— Begin Selected passage —

Skip to Main Content

Transition Culture - an evolving exploration into the head, heart and hands of energy descent

The house that Baz built

Given that our theme this month is 'Celebration', this feels like a good time to share the story of the oddest talk I ever gave, which took place at a celebration, and which left me with a question I have been unable to answer to this day, one that perhaps you might be able to help me out with.  Sometime around 1998, I was invited to give a slide show at a wedding, thankfully not something I have been invited to do before or since. 

I was living in South West Ireland, and a couple I knew were getting married at Cool Mountain, a kind of travellers community on the side of a hill near Dunmanway.  Locally it was known as a mostly incomer/alternative/’hippy’/traveller community, who lived in an assortment of vans, caravans, temporary structures, but also some very interesting low impact buildings and some great people, on a hillside renowned for its high levels of rainfall.

— End Selected passage —

_Exercise set_.
1) In the passage, where were the couple getting married?
2) Repeat the part of the passage that opens with the words containing "Given that our" and closes with "before or since.".

— Begin Extracted entries —

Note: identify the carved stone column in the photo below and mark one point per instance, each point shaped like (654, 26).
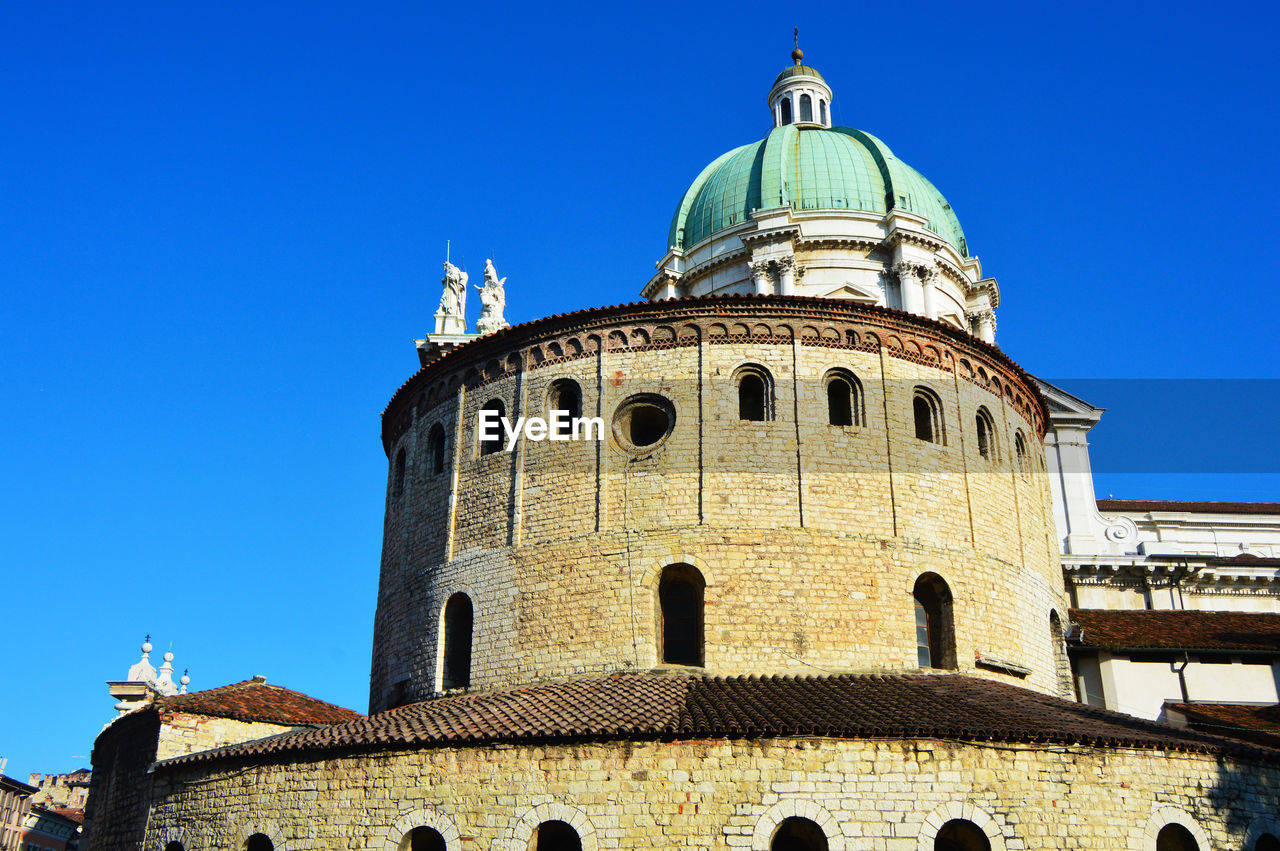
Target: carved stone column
(931, 296)
(983, 324)
(787, 275)
(910, 287)
(760, 277)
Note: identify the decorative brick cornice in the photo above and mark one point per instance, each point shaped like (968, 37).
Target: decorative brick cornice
(686, 321)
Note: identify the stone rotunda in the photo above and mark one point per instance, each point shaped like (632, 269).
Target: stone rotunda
(805, 594)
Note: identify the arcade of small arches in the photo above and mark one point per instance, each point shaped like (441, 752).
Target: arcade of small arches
(757, 403)
(780, 829)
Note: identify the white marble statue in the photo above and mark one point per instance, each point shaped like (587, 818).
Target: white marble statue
(451, 315)
(493, 300)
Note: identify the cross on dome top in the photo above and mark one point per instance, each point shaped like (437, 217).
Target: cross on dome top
(800, 96)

— End Extracted entries —

_Exercise answers_.
1) At Cool Mountain, a kind of travellers community on the side of a hill near Dunmanway.

2)
Given that our theme this month is 'Celebration', this feels like a good time to share the story of the oddest talk I ever gave, which took place at a celebration, and which left me with a question I have been unable to answer to this day, one that perhaps you might be able to help me out with.  Sometime around 1998, I was invited to give a slide show at a wedding, thankfully not something I have been invited to do before or since.